New Aramco plan to focus on gas finds

Saudi Aramco's 2011-2015 business plan would also concentrate on meeting global crude demand. (REUTERS)

Published
By Staff Writer

Saudi Arabia will give priority to finding more gas to meet a rapid increase in domestic consumption during the next five years, said the kingdom's state oil operator.

Saudi Aramco, the world's largest oil producing company, said its 2011-2015 business plan would also focus on meeting global crude demand but expressed cautious optimism on its outlook.

Aramco's President and CEO Khalid Al Falih outlined the five-year plan at a management meeting in the eastern oil hub of Dhahran this week, the company said in a statement on its website.

"One of the most significant challenges the company and the kingdom face during the business plan period is increasing domestic energy demand, which is escalating continuously," he said.

"In response to this challenge, we are increasing our efforts to find and develop gas… and we will remain engaged in helping to optimise the kingdom's energy consumption."

Al Falih said Aramco, which controls over a fifth of the world's oil resources, would also base its plan on the global economic and oil demand outlook, which has been hit by the fiscal crisis.

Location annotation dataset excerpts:
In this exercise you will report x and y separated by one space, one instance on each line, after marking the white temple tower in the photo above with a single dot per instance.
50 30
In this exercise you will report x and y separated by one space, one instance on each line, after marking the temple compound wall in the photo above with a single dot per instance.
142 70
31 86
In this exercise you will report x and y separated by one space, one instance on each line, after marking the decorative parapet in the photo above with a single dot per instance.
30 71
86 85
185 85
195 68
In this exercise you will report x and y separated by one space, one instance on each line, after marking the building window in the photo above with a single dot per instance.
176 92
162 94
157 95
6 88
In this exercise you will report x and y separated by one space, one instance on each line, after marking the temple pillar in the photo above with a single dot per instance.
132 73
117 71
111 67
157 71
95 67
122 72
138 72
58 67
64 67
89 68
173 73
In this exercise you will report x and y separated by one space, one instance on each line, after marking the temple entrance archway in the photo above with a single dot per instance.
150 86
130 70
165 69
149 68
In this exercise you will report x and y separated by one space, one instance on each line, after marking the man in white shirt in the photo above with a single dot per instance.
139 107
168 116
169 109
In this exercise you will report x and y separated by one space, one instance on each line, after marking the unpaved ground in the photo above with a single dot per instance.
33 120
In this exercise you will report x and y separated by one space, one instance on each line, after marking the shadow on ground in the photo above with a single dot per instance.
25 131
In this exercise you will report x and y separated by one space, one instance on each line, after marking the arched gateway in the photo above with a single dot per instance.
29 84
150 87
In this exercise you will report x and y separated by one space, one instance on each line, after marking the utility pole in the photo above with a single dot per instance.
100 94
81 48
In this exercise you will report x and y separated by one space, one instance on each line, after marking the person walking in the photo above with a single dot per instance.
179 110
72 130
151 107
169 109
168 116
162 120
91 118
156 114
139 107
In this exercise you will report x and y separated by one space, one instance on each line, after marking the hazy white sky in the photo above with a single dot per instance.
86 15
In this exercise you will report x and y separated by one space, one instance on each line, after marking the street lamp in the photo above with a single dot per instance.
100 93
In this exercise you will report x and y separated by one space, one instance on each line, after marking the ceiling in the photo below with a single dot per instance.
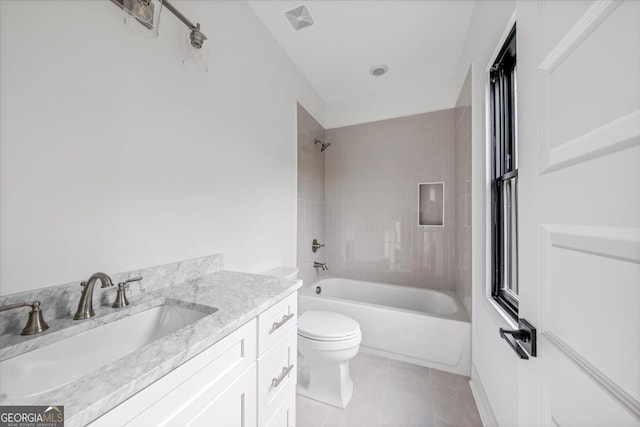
418 40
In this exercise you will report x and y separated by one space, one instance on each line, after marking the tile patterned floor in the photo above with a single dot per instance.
388 393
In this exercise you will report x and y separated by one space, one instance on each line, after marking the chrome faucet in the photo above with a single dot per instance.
85 306
321 265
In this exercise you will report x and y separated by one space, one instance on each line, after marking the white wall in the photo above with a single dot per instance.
114 157
494 365
406 99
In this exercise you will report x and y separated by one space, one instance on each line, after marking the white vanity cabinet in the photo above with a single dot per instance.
230 384
277 363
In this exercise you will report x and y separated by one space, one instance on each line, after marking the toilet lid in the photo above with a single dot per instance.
326 326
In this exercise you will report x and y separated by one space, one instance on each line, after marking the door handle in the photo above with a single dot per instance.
522 340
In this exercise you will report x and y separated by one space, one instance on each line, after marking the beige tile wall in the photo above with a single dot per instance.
372 172
462 194
310 195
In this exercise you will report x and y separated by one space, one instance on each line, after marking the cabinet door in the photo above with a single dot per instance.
235 407
285 415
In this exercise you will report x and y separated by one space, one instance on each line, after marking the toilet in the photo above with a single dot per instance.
327 341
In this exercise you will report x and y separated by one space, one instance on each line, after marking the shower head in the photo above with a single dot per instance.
323 146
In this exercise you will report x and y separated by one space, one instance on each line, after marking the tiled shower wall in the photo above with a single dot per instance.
310 195
462 194
372 172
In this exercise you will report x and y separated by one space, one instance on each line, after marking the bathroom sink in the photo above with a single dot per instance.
52 366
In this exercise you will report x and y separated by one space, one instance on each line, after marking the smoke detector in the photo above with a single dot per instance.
299 17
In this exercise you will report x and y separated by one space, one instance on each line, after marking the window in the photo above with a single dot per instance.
504 178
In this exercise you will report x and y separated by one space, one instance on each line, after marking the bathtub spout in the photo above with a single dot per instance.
321 265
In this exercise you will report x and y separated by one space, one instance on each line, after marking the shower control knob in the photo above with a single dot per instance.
315 245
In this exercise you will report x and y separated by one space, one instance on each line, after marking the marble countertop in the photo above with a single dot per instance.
238 297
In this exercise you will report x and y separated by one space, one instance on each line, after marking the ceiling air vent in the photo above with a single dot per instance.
299 17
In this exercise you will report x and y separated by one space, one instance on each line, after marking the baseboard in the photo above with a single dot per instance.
482 402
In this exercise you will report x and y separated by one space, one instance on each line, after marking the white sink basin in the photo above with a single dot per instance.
57 364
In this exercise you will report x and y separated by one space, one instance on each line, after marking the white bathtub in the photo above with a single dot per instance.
420 326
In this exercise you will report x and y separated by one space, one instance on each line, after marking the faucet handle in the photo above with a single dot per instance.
133 279
121 296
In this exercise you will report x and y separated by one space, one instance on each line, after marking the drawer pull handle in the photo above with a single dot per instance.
285 371
284 320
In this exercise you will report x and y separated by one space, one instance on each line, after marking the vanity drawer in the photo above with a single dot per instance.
277 376
193 387
276 322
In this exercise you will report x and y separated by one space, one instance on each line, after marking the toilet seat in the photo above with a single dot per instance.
327 326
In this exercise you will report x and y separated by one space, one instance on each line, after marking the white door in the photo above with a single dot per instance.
579 206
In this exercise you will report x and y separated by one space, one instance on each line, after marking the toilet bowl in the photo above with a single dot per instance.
327 341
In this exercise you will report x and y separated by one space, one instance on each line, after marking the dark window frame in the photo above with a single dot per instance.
504 175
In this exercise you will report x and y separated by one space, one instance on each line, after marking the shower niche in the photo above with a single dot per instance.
431 204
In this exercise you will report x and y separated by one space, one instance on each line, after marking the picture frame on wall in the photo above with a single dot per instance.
431 204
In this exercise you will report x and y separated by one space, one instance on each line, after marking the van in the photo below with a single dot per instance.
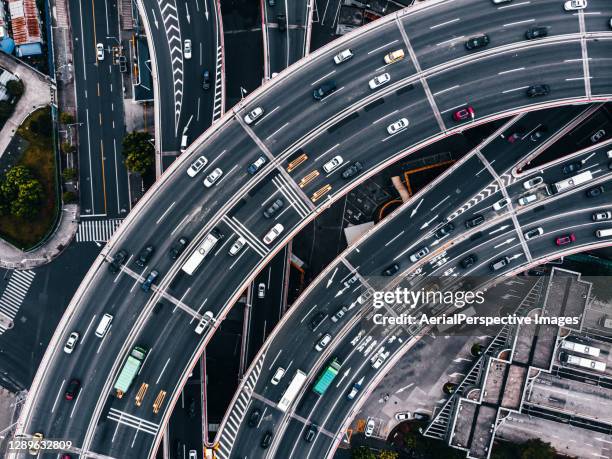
606 232
499 264
184 142
527 199
104 325
204 322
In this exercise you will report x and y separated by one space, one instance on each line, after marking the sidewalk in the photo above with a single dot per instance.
13 258
37 94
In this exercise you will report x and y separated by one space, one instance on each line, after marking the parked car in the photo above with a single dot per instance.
118 260
398 126
464 113
71 342
324 90
255 166
477 42
536 32
595 191
538 90
352 170
179 247
379 80
197 166
343 56
394 56
565 239
253 115
273 208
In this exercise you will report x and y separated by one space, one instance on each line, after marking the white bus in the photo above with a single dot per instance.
604 232
586 363
296 384
197 257
572 182
580 348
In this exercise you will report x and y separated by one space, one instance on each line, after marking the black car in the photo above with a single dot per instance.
572 167
475 221
254 417
179 247
352 170
274 207
468 261
477 42
282 22
118 260
595 191
206 80
144 256
391 270
317 319
324 90
538 90
444 231
266 440
311 433
536 32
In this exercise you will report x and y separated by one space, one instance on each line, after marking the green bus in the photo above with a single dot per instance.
327 376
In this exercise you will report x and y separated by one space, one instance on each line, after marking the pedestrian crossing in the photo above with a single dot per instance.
13 295
97 230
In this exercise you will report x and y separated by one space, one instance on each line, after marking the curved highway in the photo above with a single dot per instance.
433 79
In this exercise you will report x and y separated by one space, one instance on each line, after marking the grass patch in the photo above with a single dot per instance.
40 159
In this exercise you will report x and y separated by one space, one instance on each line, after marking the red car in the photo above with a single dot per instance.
464 113
567 239
73 389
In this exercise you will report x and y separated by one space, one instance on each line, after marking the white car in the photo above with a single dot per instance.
574 5
71 342
278 375
323 342
532 183
403 415
273 233
212 177
253 115
379 80
343 56
332 164
237 246
370 427
499 205
197 166
399 125
100 51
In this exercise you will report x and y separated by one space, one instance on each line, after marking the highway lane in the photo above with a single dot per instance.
103 180
371 256
161 209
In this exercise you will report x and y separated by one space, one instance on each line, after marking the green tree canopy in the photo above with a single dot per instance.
14 88
138 152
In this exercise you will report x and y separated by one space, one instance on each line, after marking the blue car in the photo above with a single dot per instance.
146 285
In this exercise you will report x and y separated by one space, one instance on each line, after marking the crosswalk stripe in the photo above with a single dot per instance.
14 294
97 230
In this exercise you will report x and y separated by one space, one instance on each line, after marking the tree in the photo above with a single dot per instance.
66 118
138 152
69 197
6 109
68 148
14 88
69 174
363 452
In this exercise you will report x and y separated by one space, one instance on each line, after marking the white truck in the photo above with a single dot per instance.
197 257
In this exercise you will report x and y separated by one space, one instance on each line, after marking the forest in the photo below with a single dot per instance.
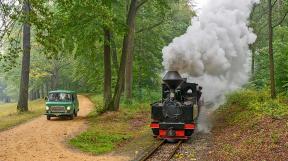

__Given task 1__
In the article on Saudi Aramco's 2011-2015 business plan, where did Khalid Al Falih outline the plan?
__Given task 2__
Extend the article on Saudi Aramco's 2011-2015 business plan, beginning after its final paragraph.

__Reply 1__
At a management meeting in Dhahran, the eastern oil hub.

__Reply 2__
"It entails significant responsibility to continuously scrutinise and optimise each and every one of our plans," Al Falih said. "The basis for the plan is a global economic and oil demand outlook with an emphasis on cautious optimism."

Al Falih said Aramco, which has pumped oil for nearly 77 years, is at the peak of the industry and at the peak of the kingdom's business enterprises.

"We are considered best in class and best in the kingdom by the best companies," he said.

"Fiscal discipline has to be one of the main themes that you take away today... we all need to continue to sharpen our business performance and elevate our game. We cannot afford to spend capital dollars on anything less than excellence."

Saudi Arabia by far has the world's largest proven oil reserves of around 265 billion barrels and the fourth gas deposits after Russia, Iran and Qatar, estimated at 7.5 trillion cubic metres.

The kingdom has been locked in an extensive programme to hunt for more gas to meet a steady rise in domestic consumption.

Unlike Qatar, most of Saudi Arabia's gas resources are associated with oil, making their separation a costly process and entailing an increase in the country's oil output, which runs counter to its Opec-assigned quota and its role as the world's swing producer.